## Begin Given passage

Dual Identities?
The president of Lincoln University, in Jefferson City, Mo., recently raised some eyebrows when he touted his institution’s dual identities — as a historically Black college and as a regional campus serving a predominantly white region.
In 2021, about 40 percent of its roughly 1,400 students identified solely as white and 43 percent of students identified solely as Black. The county it’s in is about 80-percent white. The university’s president, John Moseley, is white.
That tension isn’t a new one. In the past couple of decades, as many small historically Black colleges have struggled with declining enrollment, their leaders have sought to chart paths forward by recruiting more students from different backgrounds. (Some large HBCUs, like North Carolina A&T State University and Morgan State University, are seeing significant enrollment increases.)
At Delaware State University, for instance, the population of international students rose by 14 percentage points between 2004 and 2014, while the share of Black students declined by 16 points. Toward the end of that period, Delaware State enrolled more than 4,000 undergraduates for the first time; last academic year, the university enrolled more than 4,800 undergraduates, a record.
But some HBCU alumni and advocates have decried such moves as an attempt to erase tradition and history.
In May, the president of Lincoln University’s alumni association wrote an open letter in which he sought to stand up for the university’s HBCU identity.
Sherman Bonds, the alumni-group leader, criticized the idea that Lincoln could have two distinct identities, and wrote that he believed the president’s comments — particularly those describing the university as a regional college — didn’t present a full understanding of its history as a Black college, founded by Civil War veterans for formerly enslaved Black people who had just gained their freedom.
Hearing Lincoln “reduced to a regional college,” Bonds wrote, “is an insult.”
Lincoln’s president, meanwhile, made the comments in the context of strategic planning. The university’s enrollment has declined by 55 percent since 2014.
“For a long time, predating my appointment as president, there’s just been this belief that if you recruit locally, you’re turning away from your mission as an HBCU. Or if you recruit nationally, you’re turning away from your responsibility as a state institution that is a regional institution,” Moseley told the Jefferson City News Tribune.
In an email interview with The Chronicle, Moseley, who has worked on HBCU campuses for 13 years, said the immediate region is the university’s biggest market. About 80 percent of Lincoln’s students come from within a six-hour drive of the campus, and nearly half come from Jefferson City or the counties immediately surrounding it.
At the same time, he wrote, “we will ALWAYS be an HBCU.” Students of color make up nearly all of those who live on campus.
‘A Very Real Worry’
When I was reporting a few months ago at Elizabeth City State University, in the rural northeastern corner of North Carolina, similar questions about HBCU identity amid an enrollment slide came up.

## End Given passage

## Jobs
1 > Decide whether each statement agrees with the passage on HBCU identity, answering yes or no and quoting the passage's deciding words: (a) The county where Lincoln University sits is about 80 percent white. (b) Lincoln University's enrollment has grown since 2014. (c) Moseley has worked on HBCU campuses for 13 years.
2 > Answer these questions from the passage on HBCU identity:
(a) In 2021, what share of Lincoln University's students identified solely as Black?
(b) Who wrote the open letter in May defending the university's HBCU identity?
(c) About what percentage of Lincoln's students come from within a six-hour drive of the campus?
3 > Extend the passage on HBCU identity, beginning after its final sentence about reporting at Elizabeth City State University.
The entries after the passage on HBCU identity are separate material.

## Begin Material supplied

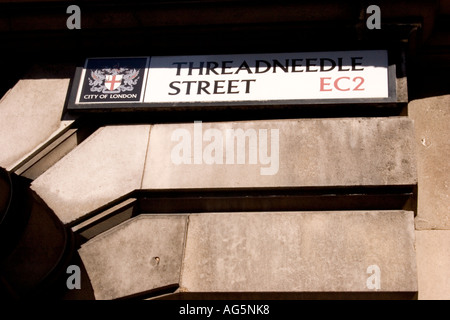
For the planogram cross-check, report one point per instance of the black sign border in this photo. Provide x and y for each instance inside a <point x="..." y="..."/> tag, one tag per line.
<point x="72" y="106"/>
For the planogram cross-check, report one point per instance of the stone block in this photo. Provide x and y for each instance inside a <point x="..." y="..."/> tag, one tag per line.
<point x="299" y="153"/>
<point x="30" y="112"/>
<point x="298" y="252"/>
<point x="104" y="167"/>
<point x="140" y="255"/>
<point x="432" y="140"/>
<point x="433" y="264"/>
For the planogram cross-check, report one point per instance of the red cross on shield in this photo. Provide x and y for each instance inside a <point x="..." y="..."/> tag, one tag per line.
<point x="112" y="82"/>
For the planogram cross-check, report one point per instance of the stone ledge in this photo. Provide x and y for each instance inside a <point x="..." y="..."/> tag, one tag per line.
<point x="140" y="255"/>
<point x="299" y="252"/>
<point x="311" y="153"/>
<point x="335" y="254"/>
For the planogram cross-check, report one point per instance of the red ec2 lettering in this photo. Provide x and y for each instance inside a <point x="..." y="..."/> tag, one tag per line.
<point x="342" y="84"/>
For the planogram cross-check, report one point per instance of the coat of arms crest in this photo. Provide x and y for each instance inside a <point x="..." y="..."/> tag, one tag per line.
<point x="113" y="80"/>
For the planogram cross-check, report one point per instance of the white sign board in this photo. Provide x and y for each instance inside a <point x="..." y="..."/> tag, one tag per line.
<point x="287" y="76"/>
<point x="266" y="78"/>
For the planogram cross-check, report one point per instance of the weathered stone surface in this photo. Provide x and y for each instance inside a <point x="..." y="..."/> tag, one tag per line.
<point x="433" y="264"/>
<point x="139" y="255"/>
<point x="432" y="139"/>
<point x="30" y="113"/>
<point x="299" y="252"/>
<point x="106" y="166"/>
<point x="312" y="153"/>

## End Material supplied
## Begin Material supplied

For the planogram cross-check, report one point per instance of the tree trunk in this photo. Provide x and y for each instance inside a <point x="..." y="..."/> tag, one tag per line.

## End Material supplied

## Results for the exercise
1 >
(a) Yes: "The county it’s in is about 80-percent white."
(b) No: "The university’s enrollment has declined by 55 percent since 2014."
(c) Yes: "who has worked on HBCU campuses for 13 years"

2 >
(a) 43 percent
(b) Sherman Bonds, president of Lincoln University's alumni association
(c) About 80 percent

3 >
Six years ago, ECSU was tapped for a legislative program, championed by Republicans, to reduce tuition to $500 a semester for in-state students — with the goal of driving more enrollment to ECSU and a handful of other public colleges in the state. Elizabeth City State had lost 59 percent of its students in just a few years.
But when the program, called NC Promise, was unveiled, HBCU alumni in the state were skeptical of the involvement of ECSU, as well as two other historically Black colleges. Critics thought the legislature would “shut it down and take it over and change it into something no longer like an HBCU,” Zack Hawkins, an ECSU graduate who’s now a Democrat state representative, told me in December.
“That was a very real worry, that Elizabeth City State could turn into a UNC-Wilmington over time,” Hawkins said, referring to the predominantly white University of North Carolina campus farther down the state’s coast. The other two HBCUs asked to be removed from the program.
Bob Steinburg, a Republican state senator who represents Elizabeth City, said in a December interview that ECSU needed to evolve with the times. He commended the university’s progress in that direction.
“That doesn’t mean that they’re walking away, or that there’s any less pride in the fact that they’re an HBCU,” Steinburg said. “But I think that anyone with any degree of common sense who’s living in the 21st century knows that a university like this cannot exist any longer, or very much longer, with just providing an education for African Americans.”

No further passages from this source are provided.